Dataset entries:
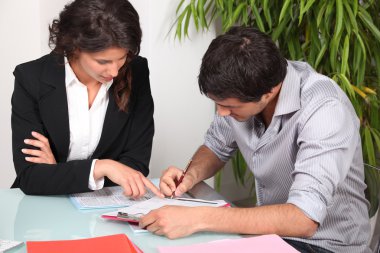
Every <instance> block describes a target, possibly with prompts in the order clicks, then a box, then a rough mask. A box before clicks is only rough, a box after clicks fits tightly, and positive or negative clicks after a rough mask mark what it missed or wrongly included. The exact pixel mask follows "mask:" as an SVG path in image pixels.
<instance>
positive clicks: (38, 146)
mask: <svg viewBox="0 0 380 253" xmlns="http://www.w3.org/2000/svg"><path fill="white" fill-rule="evenodd" d="M24 143H25V144H28V145H31V146H34V147H37V148H40V149H42V148H44V147H45V143H43V142H42V141H39V140H33V139H25V140H24Z"/></svg>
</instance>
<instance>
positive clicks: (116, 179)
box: [94, 159, 164, 199]
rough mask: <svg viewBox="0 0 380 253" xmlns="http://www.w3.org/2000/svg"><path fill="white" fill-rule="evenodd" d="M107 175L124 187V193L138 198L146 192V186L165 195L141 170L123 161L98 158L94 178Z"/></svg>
mask: <svg viewBox="0 0 380 253" xmlns="http://www.w3.org/2000/svg"><path fill="white" fill-rule="evenodd" d="M105 176H106V177H108V178H109V179H110V180H111V181H112V182H114V183H115V184H118V185H120V186H121V187H123V189H124V194H125V195H127V196H131V197H133V198H136V199H137V198H140V197H142V196H144V194H145V193H146V189H145V187H147V188H148V189H150V190H151V191H152V192H153V193H154V194H155V195H157V196H158V197H161V198H163V197H164V195H163V194H162V193H161V192H160V190H159V189H158V188H157V187H156V186H155V185H154V184H153V183H152V182H151V181H150V180H149V179H147V178H146V177H145V176H144V175H143V174H142V173H141V172H139V171H137V170H134V169H132V168H130V167H128V166H126V165H124V164H122V163H119V162H116V161H113V160H109V159H104V160H97V161H96V163H95V168H94V178H95V180H97V179H99V178H101V177H105Z"/></svg>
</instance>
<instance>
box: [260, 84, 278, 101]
mask: <svg viewBox="0 0 380 253" xmlns="http://www.w3.org/2000/svg"><path fill="white" fill-rule="evenodd" d="M281 86H282V82H281V83H279V84H277V85H276V86H274V87H273V88H272V89H271V90H270V92H268V93H266V94H264V95H263V96H262V99H265V100H272V98H274V97H275V96H277V94H278V93H279V92H280V90H281Z"/></svg>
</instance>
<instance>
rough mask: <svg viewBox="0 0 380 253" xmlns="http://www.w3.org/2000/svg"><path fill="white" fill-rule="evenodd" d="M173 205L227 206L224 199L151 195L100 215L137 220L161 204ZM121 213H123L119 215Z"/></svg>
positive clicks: (166, 204) (158, 207)
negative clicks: (172, 198) (158, 196)
mask: <svg viewBox="0 0 380 253" xmlns="http://www.w3.org/2000/svg"><path fill="white" fill-rule="evenodd" d="M167 205H174V206H187V207H197V206H209V207H222V206H229V204H228V203H227V202H226V201H224V200H211V201H209V200H203V199H194V198H174V199H170V198H159V197H157V196H156V197H153V198H151V199H148V200H145V201H142V202H140V203H137V204H134V205H131V206H128V207H124V208H121V209H119V210H118V211H114V212H108V213H105V214H103V215H102V216H101V217H102V218H106V219H113V220H122V221H128V222H136V223H137V222H138V221H139V219H140V217H141V216H143V215H145V214H147V213H149V212H150V211H152V210H154V209H158V208H160V207H163V206H167ZM120 214H123V215H120Z"/></svg>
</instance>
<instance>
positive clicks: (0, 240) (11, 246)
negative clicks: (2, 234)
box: [0, 239, 22, 252]
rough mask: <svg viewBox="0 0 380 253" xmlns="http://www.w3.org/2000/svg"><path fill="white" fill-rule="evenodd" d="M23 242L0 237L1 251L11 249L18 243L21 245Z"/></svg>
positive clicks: (0, 246)
mask: <svg viewBox="0 0 380 253" xmlns="http://www.w3.org/2000/svg"><path fill="white" fill-rule="evenodd" d="M21 243H22V242H18V241H11V240H3V239H0V252H3V251H6V250H9V249H11V248H13V247H16V246H17V245H20V244H21Z"/></svg>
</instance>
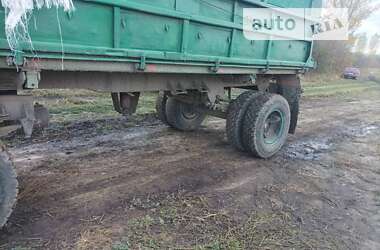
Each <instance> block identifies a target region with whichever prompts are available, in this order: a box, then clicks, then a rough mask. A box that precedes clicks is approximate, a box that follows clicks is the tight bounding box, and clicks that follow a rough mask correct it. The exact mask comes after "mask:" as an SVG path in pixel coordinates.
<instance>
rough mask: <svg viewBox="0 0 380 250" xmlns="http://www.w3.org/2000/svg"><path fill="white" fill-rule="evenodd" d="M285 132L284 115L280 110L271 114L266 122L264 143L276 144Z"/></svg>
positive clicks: (275, 111) (278, 110)
mask: <svg viewBox="0 0 380 250" xmlns="http://www.w3.org/2000/svg"><path fill="white" fill-rule="evenodd" d="M283 130H284V115H283V114H282V112H281V111H280V110H275V111H273V112H272V113H270V114H269V115H268V117H267V119H266V120H265V125H264V142H265V143H266V144H275V143H276V142H277V141H278V140H279V139H280V138H281V136H282V133H283Z"/></svg>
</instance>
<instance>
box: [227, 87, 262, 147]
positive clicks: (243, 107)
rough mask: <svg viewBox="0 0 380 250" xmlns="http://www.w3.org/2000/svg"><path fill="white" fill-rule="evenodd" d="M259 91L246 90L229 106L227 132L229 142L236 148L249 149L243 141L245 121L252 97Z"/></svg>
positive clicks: (227, 114) (258, 92) (227, 116)
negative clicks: (243, 121)
mask: <svg viewBox="0 0 380 250" xmlns="http://www.w3.org/2000/svg"><path fill="white" fill-rule="evenodd" d="M258 93H259V92H257V91H246V92H244V93H242V94H241V95H239V96H238V98H236V99H235V100H234V101H233V102H232V103H231V104H230V105H229V107H228V111H227V121H226V132H227V139H228V142H229V143H230V144H231V145H232V146H234V147H235V148H236V149H238V150H239V151H242V152H247V151H248V150H249V149H248V148H246V147H244V144H243V141H242V132H243V121H244V117H245V114H246V113H247V109H248V107H249V105H250V103H251V100H252V98H255V96H256V95H257V94H258Z"/></svg>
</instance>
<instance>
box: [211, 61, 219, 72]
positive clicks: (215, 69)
mask: <svg viewBox="0 0 380 250" xmlns="http://www.w3.org/2000/svg"><path fill="white" fill-rule="evenodd" d="M219 69H220V59H218V60H216V62H215V66H214V67H211V71H212V72H214V73H217V72H218V71H219Z"/></svg>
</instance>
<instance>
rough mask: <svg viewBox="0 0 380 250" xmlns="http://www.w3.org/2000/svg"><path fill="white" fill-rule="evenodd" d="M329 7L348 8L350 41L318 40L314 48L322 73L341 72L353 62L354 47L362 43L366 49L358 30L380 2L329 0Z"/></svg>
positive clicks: (359, 45)
mask: <svg viewBox="0 0 380 250" xmlns="http://www.w3.org/2000/svg"><path fill="white" fill-rule="evenodd" d="M326 5H327V7H335V8H347V9H348V18H349V32H350V34H349V37H350V38H349V40H348V41H317V42H316V46H315V49H314V57H315V59H316V60H317V62H318V65H319V66H318V71H319V72H321V73H340V71H341V70H343V69H344V68H345V67H347V66H351V65H352V64H353V54H352V48H353V47H354V46H355V44H358V43H360V45H359V47H362V48H360V50H361V51H364V49H363V48H364V47H366V46H365V45H364V46H363V45H362V44H366V43H367V41H368V39H366V41H364V40H363V41H360V42H359V41H358V40H357V35H356V32H357V30H358V28H360V26H361V25H362V23H363V21H364V20H366V19H367V18H368V17H370V16H371V15H372V14H373V13H374V12H375V11H376V10H378V9H379V8H380V5H379V4H374V3H373V0H327V3H326Z"/></svg>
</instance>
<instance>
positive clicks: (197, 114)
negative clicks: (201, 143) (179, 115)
mask: <svg viewBox="0 0 380 250" xmlns="http://www.w3.org/2000/svg"><path fill="white" fill-rule="evenodd" d="M181 113H182V116H183V117H185V118H186V119H188V120H192V119H195V118H197V116H198V113H197V112H196V109H195V108H194V106H193V105H186V104H182V105H181Z"/></svg>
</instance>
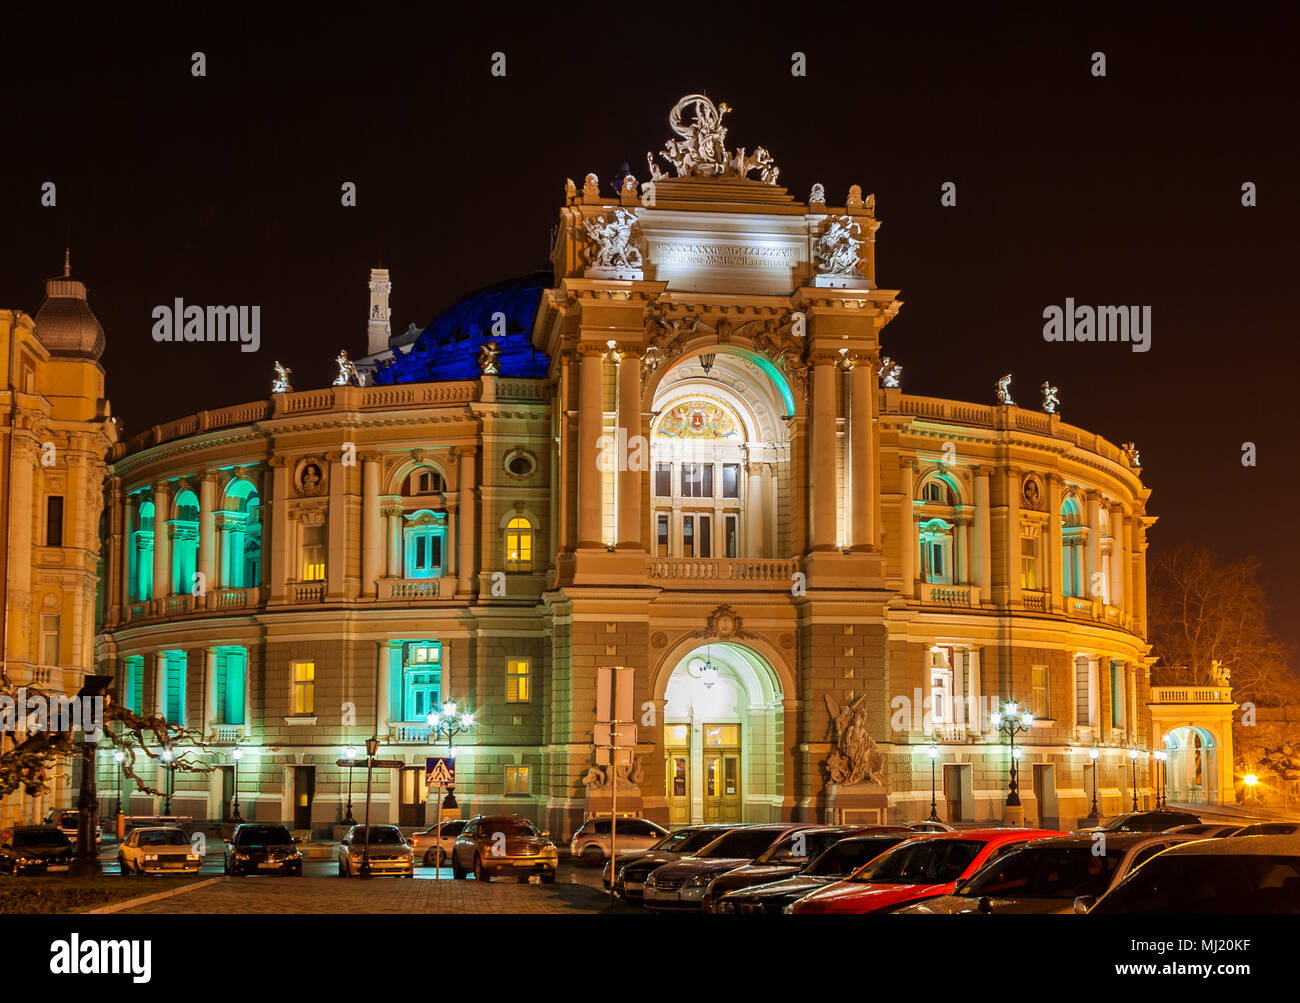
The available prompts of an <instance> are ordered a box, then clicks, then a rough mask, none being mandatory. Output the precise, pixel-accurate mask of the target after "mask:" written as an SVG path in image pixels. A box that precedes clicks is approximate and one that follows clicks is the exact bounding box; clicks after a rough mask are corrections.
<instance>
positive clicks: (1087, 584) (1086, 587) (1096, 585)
mask: <svg viewBox="0 0 1300 1003" xmlns="http://www.w3.org/2000/svg"><path fill="white" fill-rule="evenodd" d="M1084 500H1086V502H1087V505H1088V516H1087V518H1088V551H1087V559H1086V563H1087V569H1086V570H1084V576H1086V578H1084V590H1083V594H1084V595H1086V596H1088V599H1091V600H1092V602H1095V603H1096V602H1100V600H1101V599H1102V598H1104V595H1102V591H1101V587H1100V582H1099V579H1097V577H1096V576H1097V574H1100V573H1101V492H1100V491H1096V490H1088V491H1087V492H1084Z"/></svg>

=== What you will do ===
Up to and including the line containing "box: [94, 159, 164, 199]", quote each line of the entries above from the very first, please, exactly and without images.

=== Response ===
Every <instance> block describes a target, possibly with prompts in the order clicks, then a box, then a rough mask. A box before clicks is only rough, a box after clicks fits tightly, and positive or negative clicks after a rough mask mark what it missed or wrongly included. The exact pixel mask follows "mask:" as an SVG path in image pixels.
<instance>
positive clicks: (38, 146)
mask: <svg viewBox="0 0 380 253" xmlns="http://www.w3.org/2000/svg"><path fill="white" fill-rule="evenodd" d="M24 143H25V144H28V145H31V146H34V147H37V148H40V149H42V148H44V147H45V143H43V142H42V141H39V140H33V139H25V140H24Z"/></svg>
</instance>
<instance>
positive clicks: (116, 179)
box: [94, 159, 164, 199]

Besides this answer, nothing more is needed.